*Given data:*
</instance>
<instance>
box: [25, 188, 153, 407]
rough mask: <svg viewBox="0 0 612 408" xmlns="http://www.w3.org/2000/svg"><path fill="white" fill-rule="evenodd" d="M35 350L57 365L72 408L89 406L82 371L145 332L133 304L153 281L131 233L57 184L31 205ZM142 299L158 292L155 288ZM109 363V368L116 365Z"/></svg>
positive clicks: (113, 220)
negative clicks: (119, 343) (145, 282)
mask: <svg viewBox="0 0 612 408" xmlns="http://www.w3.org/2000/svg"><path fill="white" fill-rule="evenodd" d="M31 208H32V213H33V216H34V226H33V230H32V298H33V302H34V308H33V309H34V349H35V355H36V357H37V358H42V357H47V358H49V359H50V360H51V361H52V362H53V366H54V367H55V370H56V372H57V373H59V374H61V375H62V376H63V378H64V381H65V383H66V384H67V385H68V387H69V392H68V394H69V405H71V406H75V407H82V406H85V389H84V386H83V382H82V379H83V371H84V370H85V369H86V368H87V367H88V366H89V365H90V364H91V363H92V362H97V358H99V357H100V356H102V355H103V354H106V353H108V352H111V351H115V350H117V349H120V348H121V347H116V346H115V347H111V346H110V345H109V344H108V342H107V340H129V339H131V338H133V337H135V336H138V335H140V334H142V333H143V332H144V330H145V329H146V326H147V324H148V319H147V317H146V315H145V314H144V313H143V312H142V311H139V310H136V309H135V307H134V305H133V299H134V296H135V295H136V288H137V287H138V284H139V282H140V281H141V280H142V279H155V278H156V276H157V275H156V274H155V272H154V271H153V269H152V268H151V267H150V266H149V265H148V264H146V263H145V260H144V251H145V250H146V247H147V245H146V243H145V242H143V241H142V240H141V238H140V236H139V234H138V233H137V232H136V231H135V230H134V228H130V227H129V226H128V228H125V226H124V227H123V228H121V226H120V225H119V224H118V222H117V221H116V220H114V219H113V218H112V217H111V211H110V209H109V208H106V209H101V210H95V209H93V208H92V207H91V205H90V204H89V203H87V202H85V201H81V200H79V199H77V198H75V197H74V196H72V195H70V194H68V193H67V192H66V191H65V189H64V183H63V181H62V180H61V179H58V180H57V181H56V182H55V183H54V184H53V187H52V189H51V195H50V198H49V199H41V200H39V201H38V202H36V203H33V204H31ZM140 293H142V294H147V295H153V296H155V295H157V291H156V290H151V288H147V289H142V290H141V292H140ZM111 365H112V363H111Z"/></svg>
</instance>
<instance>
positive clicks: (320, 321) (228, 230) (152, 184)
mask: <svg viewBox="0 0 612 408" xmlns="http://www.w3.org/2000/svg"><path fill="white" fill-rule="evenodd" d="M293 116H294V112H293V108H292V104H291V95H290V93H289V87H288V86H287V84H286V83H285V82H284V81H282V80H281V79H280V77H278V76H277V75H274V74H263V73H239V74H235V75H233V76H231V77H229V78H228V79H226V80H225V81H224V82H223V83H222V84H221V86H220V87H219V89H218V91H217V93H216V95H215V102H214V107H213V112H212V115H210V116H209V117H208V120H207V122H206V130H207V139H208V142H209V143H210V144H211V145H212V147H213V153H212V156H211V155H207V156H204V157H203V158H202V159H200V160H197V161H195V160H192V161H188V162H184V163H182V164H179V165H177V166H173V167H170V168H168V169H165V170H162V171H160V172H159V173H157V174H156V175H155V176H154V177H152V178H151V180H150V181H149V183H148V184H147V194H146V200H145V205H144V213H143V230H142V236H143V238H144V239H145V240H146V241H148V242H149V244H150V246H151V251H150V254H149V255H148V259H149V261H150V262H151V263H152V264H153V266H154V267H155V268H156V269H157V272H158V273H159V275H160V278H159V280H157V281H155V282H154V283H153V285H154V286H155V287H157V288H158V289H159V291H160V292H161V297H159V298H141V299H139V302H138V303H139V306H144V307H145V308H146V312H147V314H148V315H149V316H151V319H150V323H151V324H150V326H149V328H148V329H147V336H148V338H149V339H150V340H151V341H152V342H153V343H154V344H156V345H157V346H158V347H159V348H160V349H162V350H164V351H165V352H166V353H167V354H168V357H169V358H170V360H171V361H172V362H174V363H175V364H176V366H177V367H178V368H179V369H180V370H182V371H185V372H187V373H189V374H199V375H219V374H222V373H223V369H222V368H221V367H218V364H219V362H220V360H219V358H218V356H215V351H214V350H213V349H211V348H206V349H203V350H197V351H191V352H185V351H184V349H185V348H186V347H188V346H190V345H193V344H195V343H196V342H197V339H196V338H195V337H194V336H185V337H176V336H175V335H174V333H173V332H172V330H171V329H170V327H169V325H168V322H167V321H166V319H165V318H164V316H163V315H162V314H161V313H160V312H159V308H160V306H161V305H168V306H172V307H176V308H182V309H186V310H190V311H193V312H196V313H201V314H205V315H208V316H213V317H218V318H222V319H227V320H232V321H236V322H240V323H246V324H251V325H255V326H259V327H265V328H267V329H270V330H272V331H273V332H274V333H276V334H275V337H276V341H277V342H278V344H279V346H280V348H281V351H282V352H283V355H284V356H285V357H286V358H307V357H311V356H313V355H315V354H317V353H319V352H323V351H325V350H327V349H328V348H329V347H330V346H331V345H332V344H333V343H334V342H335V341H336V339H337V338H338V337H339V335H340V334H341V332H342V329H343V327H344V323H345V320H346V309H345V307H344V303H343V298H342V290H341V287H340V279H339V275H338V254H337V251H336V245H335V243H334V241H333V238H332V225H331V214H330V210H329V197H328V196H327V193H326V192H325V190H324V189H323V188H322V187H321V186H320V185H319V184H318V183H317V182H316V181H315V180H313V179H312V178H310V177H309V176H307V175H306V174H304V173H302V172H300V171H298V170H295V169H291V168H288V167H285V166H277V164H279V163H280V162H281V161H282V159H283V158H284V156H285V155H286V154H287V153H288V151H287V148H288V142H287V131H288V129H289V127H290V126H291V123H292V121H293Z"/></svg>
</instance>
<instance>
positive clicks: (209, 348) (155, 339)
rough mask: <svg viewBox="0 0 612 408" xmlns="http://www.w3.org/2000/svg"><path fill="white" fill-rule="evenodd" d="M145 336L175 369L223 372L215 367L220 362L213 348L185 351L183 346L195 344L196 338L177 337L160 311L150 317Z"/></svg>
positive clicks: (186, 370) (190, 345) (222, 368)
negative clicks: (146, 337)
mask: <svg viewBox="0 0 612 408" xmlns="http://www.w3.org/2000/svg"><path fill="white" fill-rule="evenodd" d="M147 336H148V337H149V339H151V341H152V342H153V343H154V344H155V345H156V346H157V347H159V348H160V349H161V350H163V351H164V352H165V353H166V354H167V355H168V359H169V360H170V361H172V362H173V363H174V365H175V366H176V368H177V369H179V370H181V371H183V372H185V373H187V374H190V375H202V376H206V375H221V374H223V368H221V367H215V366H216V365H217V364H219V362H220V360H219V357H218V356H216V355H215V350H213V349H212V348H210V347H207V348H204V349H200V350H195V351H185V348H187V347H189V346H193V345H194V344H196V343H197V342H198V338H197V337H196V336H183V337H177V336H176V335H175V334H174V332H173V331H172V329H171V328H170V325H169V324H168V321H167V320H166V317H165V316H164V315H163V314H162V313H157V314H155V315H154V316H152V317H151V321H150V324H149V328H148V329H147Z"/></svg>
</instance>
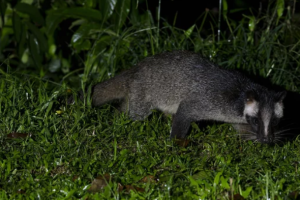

*Try it:*
Copy out, unchanged, the part of the entries that opens with their first line and closes with the line containing "positive clicks: (113, 220)", including both of those lines.

*Response:*
</instance>
<instance>
box: [25, 188, 153, 407]
rough mask: <svg viewBox="0 0 612 408" xmlns="http://www.w3.org/2000/svg"><path fill="white" fill-rule="evenodd" d="M35 350L57 365L72 408L89 406L82 371L145 332L133 304L153 281L131 233L57 184L31 205ZM142 299L158 292L155 288ZM109 363V368L116 365Z"/></svg>
positive clicks: (113, 220)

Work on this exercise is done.